[TASK]
Please give every entry again, exactly as it reads.

[PROVIDED DATA]
[Start of Attachment]

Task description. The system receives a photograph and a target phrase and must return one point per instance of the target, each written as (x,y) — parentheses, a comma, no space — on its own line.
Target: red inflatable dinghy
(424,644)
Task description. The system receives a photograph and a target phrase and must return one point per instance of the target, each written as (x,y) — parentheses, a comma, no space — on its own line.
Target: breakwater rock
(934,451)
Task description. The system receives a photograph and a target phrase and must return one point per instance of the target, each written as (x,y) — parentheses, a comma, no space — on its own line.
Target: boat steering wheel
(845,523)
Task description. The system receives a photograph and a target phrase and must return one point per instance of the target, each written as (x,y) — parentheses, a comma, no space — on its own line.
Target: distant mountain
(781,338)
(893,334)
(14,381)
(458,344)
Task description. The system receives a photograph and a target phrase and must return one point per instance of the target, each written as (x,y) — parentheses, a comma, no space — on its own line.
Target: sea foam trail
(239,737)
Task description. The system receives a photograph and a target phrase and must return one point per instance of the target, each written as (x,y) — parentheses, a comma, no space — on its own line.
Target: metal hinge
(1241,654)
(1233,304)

[End of Attachment]

[WRITTEN REPLY]
Task description. The system receives a photograph and a target phrase and must return one point per instance of the target, each written as (x,y) — parentheses, a comma, no space — on its own line.
Target: red inflatable dinghy
(424,644)
Task description. The system receives a photograph and a target phrase and must return one point per instance of the target, each written as (x,y) — parentheses, a comma, no space — on its own line.
Target: breakwater rock
(934,451)
Task description. The system receives a photograph and a target phrase and must return one point per instance of the target, each written as (x,y) — parentheses, a comma, no space — on its own line.
Target: boat steering wheel
(845,523)
Task description. The system receives a photograph and a target phrase and must return one point per instance of the target, each written as (x,y) — parentheses, a comma, no space — on its own line.
Target: distant mountain
(781,338)
(893,334)
(14,381)
(458,344)
Task description. The system receives a photograph and a target phrase and must return one point per instance of the target, each written as (x,y) — parentheses, a comma, no space — on its own line.
Target: sea foam trail
(239,737)
Task description. The system receives a photograph and a target phrase and must return one point per instance of the target, each written as (x,y) — parentheses, a comma, no space — on its own line.
Target: metal hinge
(1241,654)
(1233,304)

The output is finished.